GOAL OF THE EXERCISE =
Please output the listing below character for character and omit the images.
::::::
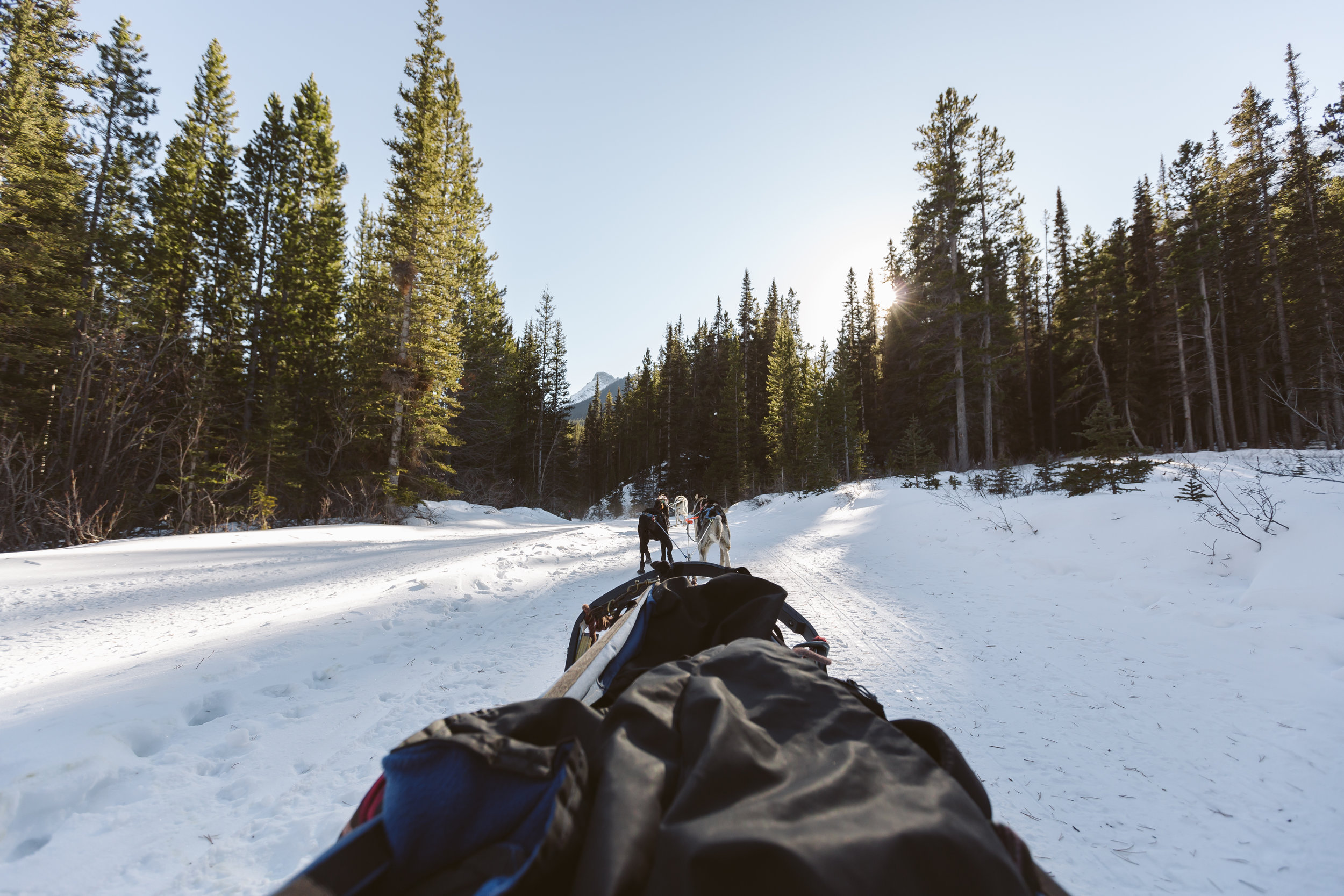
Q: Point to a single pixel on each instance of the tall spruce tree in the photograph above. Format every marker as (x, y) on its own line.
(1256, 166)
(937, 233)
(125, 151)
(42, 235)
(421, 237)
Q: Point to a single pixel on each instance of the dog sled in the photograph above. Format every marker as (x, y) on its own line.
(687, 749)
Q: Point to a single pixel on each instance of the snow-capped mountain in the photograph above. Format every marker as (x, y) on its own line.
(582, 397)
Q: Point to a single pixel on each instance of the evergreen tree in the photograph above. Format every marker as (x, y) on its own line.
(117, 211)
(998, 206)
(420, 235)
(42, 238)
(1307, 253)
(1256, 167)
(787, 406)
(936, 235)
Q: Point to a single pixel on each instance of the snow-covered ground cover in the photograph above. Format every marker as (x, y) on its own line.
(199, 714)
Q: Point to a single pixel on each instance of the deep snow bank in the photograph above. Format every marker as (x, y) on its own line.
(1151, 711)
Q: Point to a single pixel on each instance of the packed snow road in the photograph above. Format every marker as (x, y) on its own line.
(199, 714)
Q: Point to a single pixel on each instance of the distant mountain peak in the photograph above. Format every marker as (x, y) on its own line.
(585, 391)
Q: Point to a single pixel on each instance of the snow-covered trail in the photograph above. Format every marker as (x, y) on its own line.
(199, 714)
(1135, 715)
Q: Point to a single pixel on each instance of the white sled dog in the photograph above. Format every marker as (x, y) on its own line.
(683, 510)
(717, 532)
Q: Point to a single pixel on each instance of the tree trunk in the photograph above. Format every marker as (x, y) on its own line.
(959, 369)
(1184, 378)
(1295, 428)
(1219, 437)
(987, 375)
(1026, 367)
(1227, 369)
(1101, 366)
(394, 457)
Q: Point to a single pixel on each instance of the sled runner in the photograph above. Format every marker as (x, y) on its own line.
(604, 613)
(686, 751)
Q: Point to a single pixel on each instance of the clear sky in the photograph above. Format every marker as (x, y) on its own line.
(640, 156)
::::::
RESULT OF THIS TASK =
Q: Point to a single pixel on each instance of the tall spruce tree in the photograph above. Format every marker as (x, y) on its own line.
(1256, 166)
(937, 233)
(125, 151)
(42, 235)
(421, 237)
Q: Point to a single pixel on each instance of the dog sled in the photograph above. Format every marker as (x, y) on its own line.
(687, 749)
Q: Point to a single pixel on each instance of the snow-capped mountain in the photograph above. Format every marker as (x, y) on its own line.
(582, 397)
Q: Point to a single pixel on each instance of the evergreen tree in the photograph above. Format every marker as (x, y) on its own line.
(117, 211)
(998, 206)
(420, 235)
(42, 238)
(1307, 253)
(1256, 167)
(787, 406)
(936, 235)
Q: Point to a single pixel on each instance of the snow-covered ground cover in the photograph above. Format every marker as (x, y) on its own line.
(199, 714)
Q: Point to a single pixel on each instance of the deep snow bank in the photograph above. Format every marker as (x, y) on its own line.
(1151, 711)
Q: Point to a single pixel on each instance of the packed snow road in the photograph above. Format every marker as (x, y) on its own line.
(199, 714)
Q: Point to a single pixel on each instance of the distant mountain peak in the photograph above. Format every marker as (x, y) on its own line.
(585, 391)
Q: Point to a single pixel on each instance of the snow-covered trail in the photograph above. Format every marker as (x, y) on its own line.
(199, 714)
(1135, 715)
Q: Point to a single pixel on each instance of the white sled dog in the photograph above. Format every marker as (x, y) on its own line.
(683, 510)
(717, 532)
Q: Point to a single pixel on each instance of the tree trunk in the photograph above. Format every marker as (x, y) on its own line.
(959, 369)
(1184, 378)
(1295, 428)
(1219, 437)
(987, 375)
(1026, 367)
(1227, 369)
(1101, 366)
(394, 457)
Q: Point to a single pixel on each instance of the sled runner in the photograph above. Format every marker as (x, y) on its own line.
(604, 613)
(686, 751)
Q: Point to a single pixel on each instance of the clear sky in the photograph above. Format every marker as (x, y) on its own line.
(640, 156)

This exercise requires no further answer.